TEXTABSCHNITT =
--------------------------------
# 600 € Schaden ( Gewinn für 1&1 )durch Bug in SiteCom Rou



## Anonymous (22 Oktober 2004)

Story: 
Ich bin nur abends im Netz und komme deshalb mit einem Zeitvertrag T-DSL Time 100 bei 1&1 gut hin.  Ich benutze in der Wohnung ein WLAN mit einem SiteCom Router. Diesen Router mußte ich vor 6 Wochen auf Garantie auswechseln. Jetzt habe ich eine Rechnung über 480 € von 1&1 bekommen. Die kommende Rechnung ist auch schon auf 200 € aufgelaufen. 
Grund: 
Der Ersatzrouter hatte einen Softwarefehler, der dazu führte, dass sich das Gerät nicht mehr abmeldete. Der Fehler ist bei SiteCom bekannt und ein Patch für die Software ausgeliefert. 
Fragen: 
Muss ich akzeptieren, dass 1&1 den Bug bei SiteCom nutzt um mir in die Tasche zugreifen? 
Kann ich gegen SiteCom bzw Saturn klagen?


----------



## Dino (22 Oktober 2004)

*Re: 600 € Schaden ( Gewinn für 1&1 )durch Bug in SiteCom*



			
				SirCharles schrieb:
			
		

> Muss ich akzeptieren, dass 1&1 den Bug bei SiteCom nutzt um mir in die Tasche zugreifen?



Die Frage als Solches ist nicht fair! Was kann 1&1 dafür, dass Du ein (aus welchen Gründen auch immer) defektes Gerät hast? Nach Deiner Beschreibung fordert 1&1 genau das, was ihr zusteht. Die haben schließlich keinen Einfluss darauf, welche Hardware Du einsetzt.

Bevor Du aber mit einer Klage gegen den Hersteller loslegst:
Hast Du Dich mal mit ihm in Verbindung gesetzt? Was sagt er dazu?
Ggf., d.h. bei einer unpassenden Antwort, solltest Du Deine Interessen schon im Hinblick auf die nicht unerhebliche Summe anwaltlich wahrnehmen lassen. Ich würde mal annehmen, dass Aussicht auf Erfolg besteht. Schließlich bist Du nicht verpflichtet, täglich die Webseite des Hardware-Herstellers zu besuchen und dort mögliche Produktmängel abzufragen.
--------------------------------
BEREITGESTELLTE DATEN =
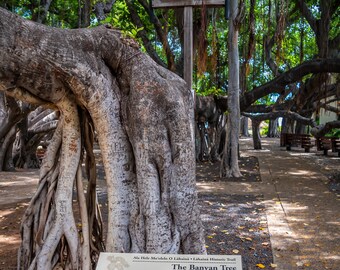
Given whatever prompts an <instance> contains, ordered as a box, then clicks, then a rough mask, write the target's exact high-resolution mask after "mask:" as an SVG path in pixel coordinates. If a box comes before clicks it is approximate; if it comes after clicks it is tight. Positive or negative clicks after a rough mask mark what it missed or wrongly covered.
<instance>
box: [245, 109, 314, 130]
mask: <svg viewBox="0 0 340 270" xmlns="http://www.w3.org/2000/svg"><path fill="white" fill-rule="evenodd" d="M242 115H243V116H246V117H249V118H250V119H252V120H253V119H254V120H255V121H264V120H270V119H272V120H273V119H276V118H278V117H285V118H289V119H292V120H295V121H297V122H300V123H302V124H304V125H309V126H312V127H315V126H316V123H315V121H314V119H311V118H307V117H303V116H301V115H300V114H298V113H296V112H291V111H275V112H270V113H264V114H256V115H254V114H251V113H245V112H243V113H242Z"/></svg>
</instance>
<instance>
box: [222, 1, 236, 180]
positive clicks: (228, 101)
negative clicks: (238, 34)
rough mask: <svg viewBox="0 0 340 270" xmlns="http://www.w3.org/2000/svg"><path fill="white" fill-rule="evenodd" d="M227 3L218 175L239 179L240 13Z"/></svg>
mask: <svg viewBox="0 0 340 270" xmlns="http://www.w3.org/2000/svg"><path fill="white" fill-rule="evenodd" d="M229 3H230V12H231V16H230V20H229V33H228V67H229V75H228V83H229V85H228V121H227V134H226V143H225V146H224V151H223V158H222V166H221V171H220V175H221V176H222V177H223V176H227V177H230V176H234V177H240V176H241V172H240V169H239V166H238V143H239V133H240V97H239V96H240V86H239V53H238V30H239V25H240V19H241V18H240V14H241V13H239V7H238V1H237V0H231V1H229Z"/></svg>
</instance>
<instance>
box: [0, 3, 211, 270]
mask: <svg viewBox="0 0 340 270" xmlns="http://www.w3.org/2000/svg"><path fill="white" fill-rule="evenodd" d="M18 29H20V31H18ZM0 58H1V59H2V61H1V62H0V90H1V91H5V92H6V93H8V94H10V95H12V96H14V97H17V98H21V99H22V100H25V101H26V102H31V103H34V104H37V105H41V104H43V105H44V106H48V107H50V108H56V109H57V110H59V111H60V119H59V122H58V126H57V128H56V131H55V133H54V136H53V139H52V140H51V142H50V144H49V146H48V149H47V153H46V157H45V160H44V162H43V165H42V168H41V173H40V182H39V187H38V190H37V193H36V194H35V195H34V197H33V198H32V200H31V203H30V205H29V207H28V209H27V211H26V213H25V217H24V219H23V223H22V229H21V235H22V238H23V241H22V244H21V248H20V251H19V257H18V261H19V266H18V268H23V269H52V268H53V267H55V266H57V265H59V266H61V267H64V268H66V267H68V268H72V269H80V268H81V269H90V268H91V267H92V266H93V265H94V264H95V261H96V259H97V256H98V252H99V251H101V250H99V247H104V245H103V244H101V243H100V242H101V241H102V240H103V239H101V238H100V237H98V235H99V234H97V233H95V232H96V231H97V232H98V231H100V229H98V226H97V227H96V228H94V225H93V224H97V225H98V224H100V222H93V220H94V219H93V215H94V213H96V210H95V209H96V205H95V202H93V200H95V199H93V198H95V196H93V192H95V188H92V189H90V190H91V192H90V194H86V196H88V198H85V194H84V192H83V187H82V178H83V176H82V170H81V169H80V166H81V163H82V157H83V156H86V157H87V160H90V159H91V153H87V152H88V151H89V150H90V149H91V145H90V144H89V142H90V141H91V138H93V134H92V135H91V134H90V130H91V128H88V125H82V124H80V123H83V120H84V119H83V116H84V115H86V117H87V118H88V119H87V120H86V121H87V122H88V123H93V125H92V126H93V128H94V129H95V131H96V133H97V138H98V142H99V146H100V150H101V154H102V157H103V163H104V169H105V176H106V184H107V190H108V224H107V228H108V232H107V236H106V244H105V246H106V251H110V252H139V253H196V254H203V253H205V252H206V250H205V243H204V234H203V229H202V224H201V221H200V216H199V211H198V207H197V191H196V186H195V149H194V114H193V99H192V96H191V92H190V90H189V89H188V88H187V86H186V84H185V82H184V81H183V80H182V79H181V78H179V77H178V76H177V75H175V74H173V73H171V72H170V71H168V70H166V69H164V68H162V67H160V66H158V65H157V64H156V63H155V62H154V61H153V60H152V59H151V58H150V57H148V56H147V55H145V54H143V53H142V52H141V51H140V50H139V48H137V47H136V44H135V43H134V42H133V41H132V40H129V39H126V38H124V37H123V36H122V35H121V34H120V32H119V31H117V30H113V29H110V28H107V27H105V26H101V27H97V28H94V29H80V30H61V29H54V28H47V27H45V26H42V25H39V24H36V23H33V22H30V21H25V20H23V19H21V18H19V17H17V16H16V15H14V14H11V13H9V12H7V11H5V10H3V9H0ZM86 121H85V122H86ZM86 127H87V128H86ZM85 148H86V150H87V151H86V152H85V151H84V149H85ZM88 155H90V157H89V156H88ZM92 157H93V156H92ZM87 164H88V165H89V166H94V165H93V164H95V163H94V162H87ZM91 164H92V165H91ZM86 171H87V174H86V175H85V176H86V177H87V178H88V179H89V181H90V183H91V185H92V184H93V183H94V182H95V178H94V177H93V173H91V172H93V169H92V170H91V169H90V168H89V169H88V170H86ZM91 175H92V176H91ZM74 185H76V186H77V191H76V193H77V200H78V206H79V208H80V210H79V212H80V219H81V228H82V229H81V231H80V230H79V229H78V227H77V226H75V216H74V211H73V207H72V192H73V187H74ZM89 196H91V198H92V199H90V198H89ZM90 221H91V222H90ZM94 234H95V235H96V236H94Z"/></svg>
--------------------------------
ZU ERLEDIGENDE AUFGABEN =
1. Geben Sie aus dem Forenthread über den SiteCom-Router den Abschnitt wieder, der bei „## Anonymous (22“ beginnt und bei „die Software ausgeliefert.“ endet.
2. Stimmen die folgenden Aussagen mit dem Forenthread über den SiteCom-Router überein? Antworten Sie jeweils mit Ja oder Nein und zitieren Sie die entscheidenden Worte des Textes.
(a) Der Router wurde vor sechs Wochen auf Garantie ausgetauscht.
(b) Die Rechnung von 1&1 lautete auf 600 €.
(c) Dino ist der Ansicht, dass 1&1 mehr fordert, als dem Unternehmen zusteht.
3. Setzen Sie den Forenthread über den SiteCom-Router im Anschluss an seinen letzten Satz fort.

GEGEBENE ANTWORTEN =
1.
## Anonymous (22 Oktober 2004)

Story: 
Ich bin nur abends im Netz und komme deshalb mit einem Zeitvertrag T-DSL Time 100 bei 1&1 gut hin.  Ich benutze in der Wohnung ein WLAN mit einem SiteCom Router. Diesen Router mußte ich vor 6 Wochen auf Garantie auswechseln. Jetzt habe ich eine Rechnung über 480 € von 1&1 bekommen. Die kommende Rechnung ist auch schon auf 200 € aufgelaufen. 
Grund: 
Der Ersatzrouter hatte einen Softwarefehler, der dazu führte, dass sich das Gerät nicht mehr abmeldete. Der Fehler ist bei SiteCom bekannt und ein Patch für die Software ausgeliefert.

2.
(a) Ja: „Diesen Router mußte ich vor 6 Wochen auf Garantie auswechseln.“
(b) Nein: „Jetzt habe ich eine Rechnung über 480 € von 1&1 bekommen.“
(c) Nein: „Nach Deiner Beschreibung fordert 1&1 genau das, was ihr zusteht.“

3.
Anderseits:
Viele Hersteller fordern dazu auf, das erworbene Produkt registrieren zu lassen, um Produkt-Support bieten zu können. Das nimmt natürlich kaum jemand wahr, muss er doch heutzutage befürchten, dass er sich damit eher einen Bärendienst erweist und anschließend in einer Werbeflut ertrinkt. Nur würde es natürlich dem Hersteller ermöglichen, bei Erkennen eines Fehlers umgehend gezielt zu informieren und Abhilfe bereitzustellen. Ohne eine Erfassung der Produktnutzer hat der Hersteller allerdings keine Chance, alle Nutzer zu erreichen. Da kann er höchstens Infos an die Presse herausgeben und hoffen, dass dies möglichst viele zur Kenntnis nehmen.

Wirklich Verbindliches wird Dir aber nur eine Beratung durch einen Anwalt bringen.


----------



## Reducal (22 Oktober 2004)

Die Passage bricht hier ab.